YOUR GOAL → Locate every line in the entries below that contains the string "seat" and copy each such line.
** begin RECORDS PROVIDED **
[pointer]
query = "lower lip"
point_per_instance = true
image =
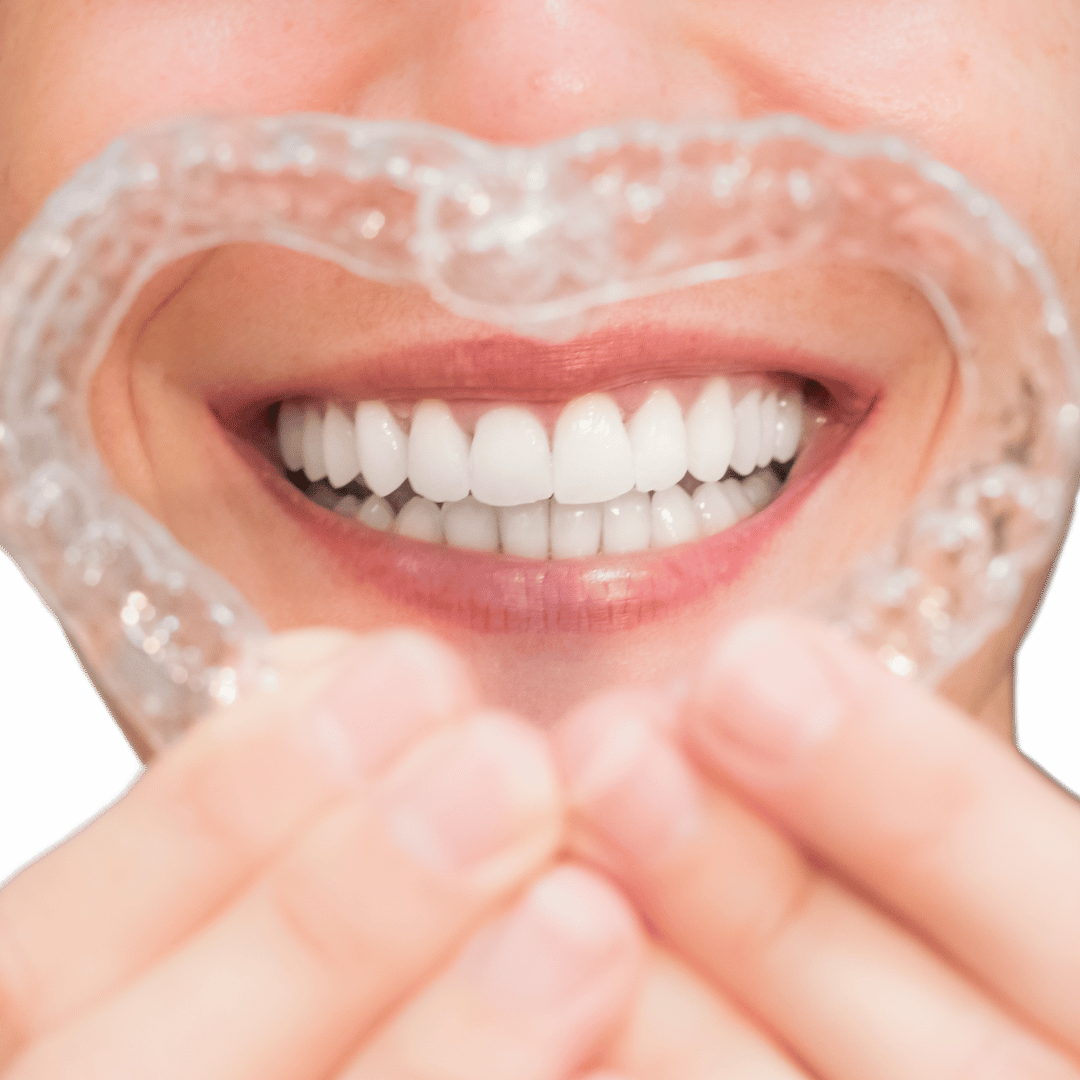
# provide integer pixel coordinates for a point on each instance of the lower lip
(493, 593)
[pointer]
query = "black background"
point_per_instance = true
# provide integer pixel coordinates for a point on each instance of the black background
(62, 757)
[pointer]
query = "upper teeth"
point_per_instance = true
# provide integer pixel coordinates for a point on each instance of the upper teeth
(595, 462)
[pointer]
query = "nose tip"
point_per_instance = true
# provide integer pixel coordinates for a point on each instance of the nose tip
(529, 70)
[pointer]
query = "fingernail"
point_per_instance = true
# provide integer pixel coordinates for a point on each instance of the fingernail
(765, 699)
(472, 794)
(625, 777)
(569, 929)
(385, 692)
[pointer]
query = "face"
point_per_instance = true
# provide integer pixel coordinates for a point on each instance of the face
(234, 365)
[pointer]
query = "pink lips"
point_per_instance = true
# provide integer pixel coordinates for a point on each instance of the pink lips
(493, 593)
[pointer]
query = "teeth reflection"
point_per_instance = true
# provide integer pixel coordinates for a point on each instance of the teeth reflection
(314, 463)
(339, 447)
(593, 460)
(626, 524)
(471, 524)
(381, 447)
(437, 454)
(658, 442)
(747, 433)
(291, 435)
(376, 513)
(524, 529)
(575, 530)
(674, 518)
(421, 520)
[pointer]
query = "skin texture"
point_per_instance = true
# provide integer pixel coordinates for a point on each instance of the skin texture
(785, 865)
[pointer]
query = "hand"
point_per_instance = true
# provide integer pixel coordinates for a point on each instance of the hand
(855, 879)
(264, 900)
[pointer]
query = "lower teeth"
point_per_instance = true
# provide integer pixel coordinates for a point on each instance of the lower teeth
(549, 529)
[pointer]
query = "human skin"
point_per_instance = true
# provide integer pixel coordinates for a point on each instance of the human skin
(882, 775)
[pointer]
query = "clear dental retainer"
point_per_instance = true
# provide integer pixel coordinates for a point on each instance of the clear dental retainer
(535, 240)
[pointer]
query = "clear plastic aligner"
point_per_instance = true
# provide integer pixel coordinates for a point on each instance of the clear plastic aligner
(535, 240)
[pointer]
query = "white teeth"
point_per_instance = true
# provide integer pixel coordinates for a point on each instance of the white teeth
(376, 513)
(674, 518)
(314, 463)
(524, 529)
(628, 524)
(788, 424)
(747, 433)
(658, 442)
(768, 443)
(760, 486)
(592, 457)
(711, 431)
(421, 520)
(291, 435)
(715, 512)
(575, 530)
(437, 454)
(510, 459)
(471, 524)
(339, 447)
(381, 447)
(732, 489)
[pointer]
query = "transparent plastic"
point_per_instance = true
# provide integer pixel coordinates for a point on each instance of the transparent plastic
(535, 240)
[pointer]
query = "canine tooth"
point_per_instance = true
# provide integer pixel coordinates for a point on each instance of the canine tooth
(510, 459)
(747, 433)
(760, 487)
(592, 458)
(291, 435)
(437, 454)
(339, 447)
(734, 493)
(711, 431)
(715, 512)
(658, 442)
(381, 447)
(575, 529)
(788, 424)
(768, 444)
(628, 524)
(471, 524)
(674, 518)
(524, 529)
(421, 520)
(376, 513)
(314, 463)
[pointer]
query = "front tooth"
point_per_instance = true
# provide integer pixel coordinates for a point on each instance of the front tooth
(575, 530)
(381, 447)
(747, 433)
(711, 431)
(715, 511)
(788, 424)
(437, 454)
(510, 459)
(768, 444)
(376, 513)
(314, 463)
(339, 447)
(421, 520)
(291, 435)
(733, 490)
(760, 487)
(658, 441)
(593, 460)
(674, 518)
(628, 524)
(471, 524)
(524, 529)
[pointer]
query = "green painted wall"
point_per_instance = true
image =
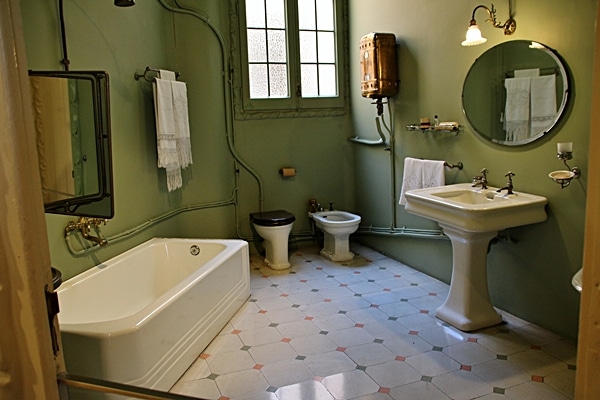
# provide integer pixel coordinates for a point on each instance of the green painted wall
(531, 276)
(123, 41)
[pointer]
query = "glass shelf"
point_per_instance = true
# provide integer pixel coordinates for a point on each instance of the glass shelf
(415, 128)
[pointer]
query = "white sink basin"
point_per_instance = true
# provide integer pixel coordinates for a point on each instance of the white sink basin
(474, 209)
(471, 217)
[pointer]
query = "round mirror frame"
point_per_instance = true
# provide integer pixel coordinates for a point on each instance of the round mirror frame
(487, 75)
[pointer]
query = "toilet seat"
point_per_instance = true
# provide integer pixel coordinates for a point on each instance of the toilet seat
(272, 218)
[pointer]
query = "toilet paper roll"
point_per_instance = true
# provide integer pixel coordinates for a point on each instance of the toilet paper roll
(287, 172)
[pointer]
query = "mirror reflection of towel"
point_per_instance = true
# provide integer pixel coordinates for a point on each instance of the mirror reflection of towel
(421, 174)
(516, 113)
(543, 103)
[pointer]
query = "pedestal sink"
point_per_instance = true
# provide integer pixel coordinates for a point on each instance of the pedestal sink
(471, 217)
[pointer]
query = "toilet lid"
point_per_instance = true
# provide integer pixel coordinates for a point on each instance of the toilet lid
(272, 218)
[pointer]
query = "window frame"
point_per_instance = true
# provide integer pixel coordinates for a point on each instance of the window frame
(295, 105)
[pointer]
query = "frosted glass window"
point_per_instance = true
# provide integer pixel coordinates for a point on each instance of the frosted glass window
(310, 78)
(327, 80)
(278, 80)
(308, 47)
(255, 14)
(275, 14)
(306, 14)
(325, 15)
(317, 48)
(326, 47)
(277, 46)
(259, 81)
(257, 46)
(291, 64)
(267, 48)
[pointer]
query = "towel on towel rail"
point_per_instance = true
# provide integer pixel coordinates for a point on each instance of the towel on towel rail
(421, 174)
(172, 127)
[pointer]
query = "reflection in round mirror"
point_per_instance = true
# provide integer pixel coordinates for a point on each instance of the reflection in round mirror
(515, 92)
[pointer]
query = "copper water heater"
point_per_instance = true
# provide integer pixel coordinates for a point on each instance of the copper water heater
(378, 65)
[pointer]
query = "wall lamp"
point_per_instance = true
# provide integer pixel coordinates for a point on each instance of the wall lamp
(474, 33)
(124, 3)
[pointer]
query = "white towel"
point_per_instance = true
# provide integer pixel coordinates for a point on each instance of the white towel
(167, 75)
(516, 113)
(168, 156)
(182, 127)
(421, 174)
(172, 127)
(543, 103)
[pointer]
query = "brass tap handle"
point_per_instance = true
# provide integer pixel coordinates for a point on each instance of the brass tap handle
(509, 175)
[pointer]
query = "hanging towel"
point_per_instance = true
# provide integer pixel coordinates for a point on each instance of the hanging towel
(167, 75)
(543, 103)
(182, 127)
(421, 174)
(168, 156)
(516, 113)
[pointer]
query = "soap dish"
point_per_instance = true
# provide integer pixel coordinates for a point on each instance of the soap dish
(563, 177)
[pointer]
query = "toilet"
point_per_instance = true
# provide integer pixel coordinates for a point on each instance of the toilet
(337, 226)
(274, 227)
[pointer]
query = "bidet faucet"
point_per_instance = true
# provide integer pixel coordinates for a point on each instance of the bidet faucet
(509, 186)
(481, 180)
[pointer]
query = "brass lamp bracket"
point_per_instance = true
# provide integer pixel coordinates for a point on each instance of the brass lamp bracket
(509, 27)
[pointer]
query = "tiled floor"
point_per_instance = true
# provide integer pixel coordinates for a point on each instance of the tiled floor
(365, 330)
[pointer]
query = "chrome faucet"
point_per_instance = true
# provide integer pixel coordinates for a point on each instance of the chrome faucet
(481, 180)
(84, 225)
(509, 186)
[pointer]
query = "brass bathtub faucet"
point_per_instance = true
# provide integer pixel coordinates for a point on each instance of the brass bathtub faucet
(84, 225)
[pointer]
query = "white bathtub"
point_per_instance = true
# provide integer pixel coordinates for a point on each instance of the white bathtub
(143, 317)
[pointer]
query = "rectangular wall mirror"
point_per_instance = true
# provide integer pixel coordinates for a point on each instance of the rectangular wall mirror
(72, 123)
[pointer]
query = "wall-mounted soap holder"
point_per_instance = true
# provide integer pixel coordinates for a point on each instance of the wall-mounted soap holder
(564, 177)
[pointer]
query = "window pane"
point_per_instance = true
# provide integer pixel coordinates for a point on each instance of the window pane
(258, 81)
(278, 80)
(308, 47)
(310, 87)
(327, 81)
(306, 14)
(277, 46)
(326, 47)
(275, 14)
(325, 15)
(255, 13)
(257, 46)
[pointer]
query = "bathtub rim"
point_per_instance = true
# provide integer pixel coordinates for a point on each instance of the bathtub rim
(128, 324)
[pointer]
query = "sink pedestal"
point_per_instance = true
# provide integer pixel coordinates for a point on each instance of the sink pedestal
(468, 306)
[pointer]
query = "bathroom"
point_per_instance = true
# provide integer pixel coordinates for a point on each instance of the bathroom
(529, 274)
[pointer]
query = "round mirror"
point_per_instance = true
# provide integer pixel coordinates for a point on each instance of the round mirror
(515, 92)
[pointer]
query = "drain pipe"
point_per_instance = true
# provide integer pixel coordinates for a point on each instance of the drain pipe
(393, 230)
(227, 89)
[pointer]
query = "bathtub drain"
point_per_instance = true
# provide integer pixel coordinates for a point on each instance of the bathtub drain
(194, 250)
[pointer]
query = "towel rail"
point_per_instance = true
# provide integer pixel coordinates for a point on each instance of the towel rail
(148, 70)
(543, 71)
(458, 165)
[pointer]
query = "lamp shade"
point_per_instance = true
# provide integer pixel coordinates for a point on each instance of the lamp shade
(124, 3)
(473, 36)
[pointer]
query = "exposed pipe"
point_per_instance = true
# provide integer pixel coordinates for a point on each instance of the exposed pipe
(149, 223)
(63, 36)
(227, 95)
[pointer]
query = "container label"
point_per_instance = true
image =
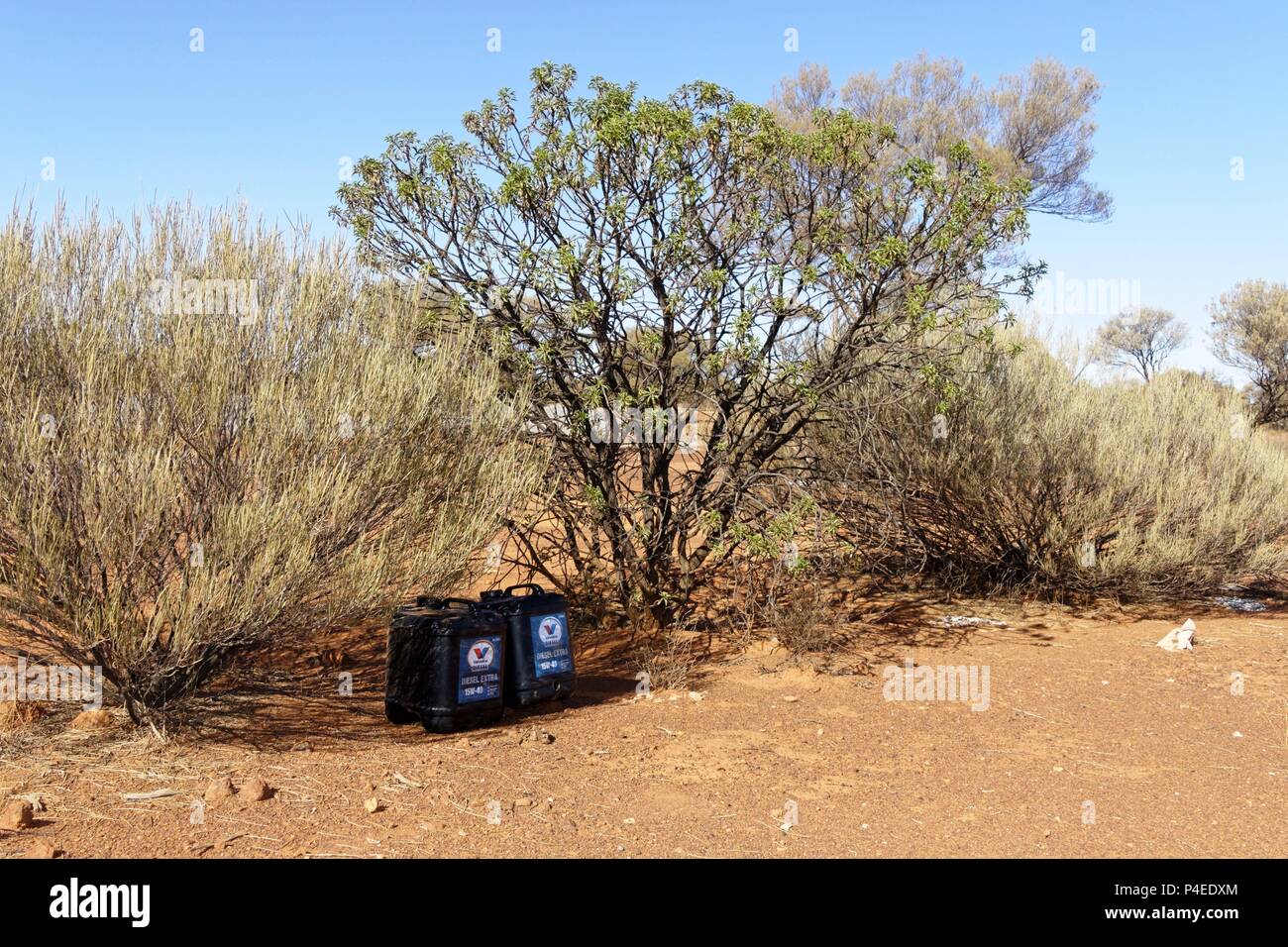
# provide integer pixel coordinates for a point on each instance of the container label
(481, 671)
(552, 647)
** end RECORDS PROVIDED **
THE COMPLETED TASK →
query = "toilet seat"
# provide integer pixel coordinates for a point on each instance of the toilet seat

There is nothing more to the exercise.